[Point annotation listing]
===============

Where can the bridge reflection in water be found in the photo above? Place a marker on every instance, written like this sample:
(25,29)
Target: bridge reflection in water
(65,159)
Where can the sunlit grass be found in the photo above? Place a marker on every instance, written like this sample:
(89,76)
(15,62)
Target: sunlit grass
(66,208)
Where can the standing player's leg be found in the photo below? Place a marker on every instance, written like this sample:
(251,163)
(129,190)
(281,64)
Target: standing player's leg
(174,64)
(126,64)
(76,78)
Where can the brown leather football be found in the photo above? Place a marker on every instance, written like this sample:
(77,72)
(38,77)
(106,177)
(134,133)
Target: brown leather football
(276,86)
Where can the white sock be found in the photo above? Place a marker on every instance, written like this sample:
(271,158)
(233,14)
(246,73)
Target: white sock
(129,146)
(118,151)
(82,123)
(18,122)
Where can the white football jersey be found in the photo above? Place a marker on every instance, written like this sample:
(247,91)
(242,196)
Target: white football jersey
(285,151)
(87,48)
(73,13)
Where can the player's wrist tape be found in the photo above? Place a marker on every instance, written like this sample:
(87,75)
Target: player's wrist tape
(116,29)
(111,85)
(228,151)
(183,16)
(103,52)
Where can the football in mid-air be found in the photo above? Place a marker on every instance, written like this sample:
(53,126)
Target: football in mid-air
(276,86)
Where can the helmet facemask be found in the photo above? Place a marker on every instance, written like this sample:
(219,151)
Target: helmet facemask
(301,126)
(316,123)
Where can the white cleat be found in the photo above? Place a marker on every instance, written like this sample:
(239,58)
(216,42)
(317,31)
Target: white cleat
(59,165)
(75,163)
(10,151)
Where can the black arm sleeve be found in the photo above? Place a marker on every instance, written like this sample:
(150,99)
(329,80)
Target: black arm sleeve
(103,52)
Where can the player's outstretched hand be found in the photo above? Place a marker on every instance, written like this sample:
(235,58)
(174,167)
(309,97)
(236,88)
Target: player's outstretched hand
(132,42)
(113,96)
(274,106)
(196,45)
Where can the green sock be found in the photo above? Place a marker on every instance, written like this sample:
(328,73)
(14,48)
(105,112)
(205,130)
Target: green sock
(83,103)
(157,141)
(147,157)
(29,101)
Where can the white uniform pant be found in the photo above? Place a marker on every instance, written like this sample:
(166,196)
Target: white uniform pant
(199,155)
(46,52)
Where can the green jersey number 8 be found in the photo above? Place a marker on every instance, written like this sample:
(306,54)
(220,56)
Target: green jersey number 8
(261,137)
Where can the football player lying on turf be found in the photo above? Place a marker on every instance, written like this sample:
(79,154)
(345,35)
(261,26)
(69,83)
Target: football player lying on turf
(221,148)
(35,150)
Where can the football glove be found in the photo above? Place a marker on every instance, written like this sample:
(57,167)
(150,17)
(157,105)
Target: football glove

===============

Exercise details
Reproduce verbatim the stretch of the listing from the line containing "Where can the black" through the end of the listing, including both ends.

The completed task
Where can the black arm sleeve be found in the photo above? Place a marker on every instance, written like this sample:
(150,99)
(329,80)
Target: black arm sleeve
(103,52)
Where can the player's outstretched hand be found in the photo above? Place a marker on every instance, written like this sample:
(235,58)
(174,167)
(309,97)
(236,88)
Target: player's outstretched hand
(132,42)
(113,96)
(274,106)
(196,45)
Where can the green sock be found in the photo above? Place a marker on every instance, written like this sample:
(328,73)
(14,48)
(105,112)
(205,130)
Target: green sock
(83,103)
(157,141)
(147,157)
(29,101)
Where can the white uniform pant be found in the photo above? Place a marker on every instance, written like this sample:
(166,196)
Target: white uniform pant
(199,155)
(46,52)
Where can the green jersey number 8 be found in the photo above? Place a marker on every instance, written like this sample:
(306,54)
(220,56)
Target: green jersey number 8
(261,137)
Where can the football player lying on turf be found in the photo above? Place a marker on every instance, written like this sample:
(79,154)
(345,35)
(261,26)
(69,83)
Target: football player lying on turf
(221,148)
(35,150)
Where can the football glove be found in the photo above? Place a marker on every instance, written like this sample:
(57,167)
(150,17)
(157,105)
Target: football glove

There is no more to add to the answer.